__Texte à lire__:
· · · · · · ·

Votre prochain roman Un pays pour mourir sort le 8 janvier 2015. Pouvez-vous nous parler un peu de l’histoire?
C’est un roman sur le post-colonialisme. Il se passé en 2010, à Paris. Il a pour héroïne Zahira, une prostituée marocaine en fin de carrière à Barbès. Autour d’elle, il y a Aziz qui veut changer de sexe, Mojtaba, un Iranien en fuite, Zineb qui rêve de devenir actrice… Il s’agit de voix qui parlent, qui crient, qui imposent directement dans le récit leurs vertiges. Des êtres qui vivent au coeur de la France, qui participent à la vie, à l’économie et à la sexualité françaises mais qui demeurent pourtant invisibles, déconsidérés. Entre plusieurs frontières, ils sont enfermés dans des rêves romantiques et impossibles. Ils n’ont pas peur mais une fatalité, celle du monde d’aujourd’hui, pèse sur eux. Seule la mort les libérera peut-être. C’est un livre violent, triste et politique. La France est-elle ce pays évoqué dans le titre? Le lecteur se fera de lui-même sa propre idée. C’est un livre que je porte en moi depuis 1999.
Sur quoi travaillez-vous en ce moment?
Pour le prochain numéro du magazine français « Numéro », je suis en train d’écrire un texte sur l’éjaculation masculine.

· · · · · · ·

__Données affichées__:
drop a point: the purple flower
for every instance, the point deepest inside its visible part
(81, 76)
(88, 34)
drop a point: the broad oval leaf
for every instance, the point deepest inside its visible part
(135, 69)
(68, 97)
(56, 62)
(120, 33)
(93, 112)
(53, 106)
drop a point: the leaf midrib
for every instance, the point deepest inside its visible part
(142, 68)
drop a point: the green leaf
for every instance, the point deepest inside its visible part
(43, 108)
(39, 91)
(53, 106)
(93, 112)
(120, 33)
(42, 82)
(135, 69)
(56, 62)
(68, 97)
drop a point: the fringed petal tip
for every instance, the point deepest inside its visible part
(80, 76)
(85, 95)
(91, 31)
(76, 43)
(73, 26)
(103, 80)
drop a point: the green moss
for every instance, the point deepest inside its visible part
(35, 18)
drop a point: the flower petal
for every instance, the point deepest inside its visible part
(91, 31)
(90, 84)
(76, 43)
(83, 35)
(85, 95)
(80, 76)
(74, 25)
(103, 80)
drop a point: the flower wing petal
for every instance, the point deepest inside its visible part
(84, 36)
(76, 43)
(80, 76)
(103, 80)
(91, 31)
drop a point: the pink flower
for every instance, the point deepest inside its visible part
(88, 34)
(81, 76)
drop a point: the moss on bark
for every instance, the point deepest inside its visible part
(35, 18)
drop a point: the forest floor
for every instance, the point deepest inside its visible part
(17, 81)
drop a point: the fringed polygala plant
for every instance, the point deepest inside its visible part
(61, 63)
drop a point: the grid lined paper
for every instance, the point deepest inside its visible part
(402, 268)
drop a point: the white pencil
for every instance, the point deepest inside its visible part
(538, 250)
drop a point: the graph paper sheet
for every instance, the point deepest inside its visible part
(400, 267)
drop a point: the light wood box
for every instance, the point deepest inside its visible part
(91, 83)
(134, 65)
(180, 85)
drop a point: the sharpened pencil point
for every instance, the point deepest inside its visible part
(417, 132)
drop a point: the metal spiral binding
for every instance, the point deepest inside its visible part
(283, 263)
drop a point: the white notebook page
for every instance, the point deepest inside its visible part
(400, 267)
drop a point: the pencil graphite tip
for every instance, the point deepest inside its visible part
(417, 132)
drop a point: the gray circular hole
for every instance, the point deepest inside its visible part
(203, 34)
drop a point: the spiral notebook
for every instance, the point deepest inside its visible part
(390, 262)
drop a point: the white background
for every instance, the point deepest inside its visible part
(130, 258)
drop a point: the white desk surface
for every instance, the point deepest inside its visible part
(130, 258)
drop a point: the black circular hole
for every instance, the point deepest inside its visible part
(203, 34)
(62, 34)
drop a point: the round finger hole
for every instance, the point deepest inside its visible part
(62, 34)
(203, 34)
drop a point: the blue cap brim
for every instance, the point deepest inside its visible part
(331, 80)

· · · · · · ·

__Consigne__: Recopiez intégralement et à l'identique l'entretien sur le roman « Un pays pour mourir ». Les enregistrements n'ont aucun rapport avec l'entretien.

__Réponse__:
Votre prochain roman Un pays pour mourir sort le 8 janvier 2015. Pouvez-vous nous parler un peu de l’histoire?
C’est un roman sur le post-colonialisme. Il se passé en 2010, à Paris. Il a pour héroïne Zahira, une prostituée marocaine en fin de carrière à Barbès. Autour d’elle, il y a Aziz qui veut changer de sexe, Mojtaba, un Iranien en fuite, Zineb qui rêve de devenir actrice… Il s’agit de voix qui parlent, qui crient, qui imposent directement dans le récit leurs vertiges. Des êtres qui vivent au coeur de la France, qui participent à la vie, à l’économie et à la sexualité françaises mais qui demeurent pourtant invisibles, déconsidérés. Entre plusieurs frontières, ils sont enfermés dans des rêves romantiques et impossibles. Ils n’ont pas peur mais une fatalité, celle du monde d’aujourd’hui, pèse sur eux. Seule la mort les libérera peut-être. C’est un livre violent, triste et politique. La France est-elle ce pays évoqué dans le titre? Le lecteur se fera de lui-même sa propre idée. C’est un livre que je porte en moi depuis 1999.
Sur quoi travaillez-vous en ce moment?
Pour le prochain numéro du magazine français « Numéro », je suis en train d’écrire un texte sur l’éjaculation masculine.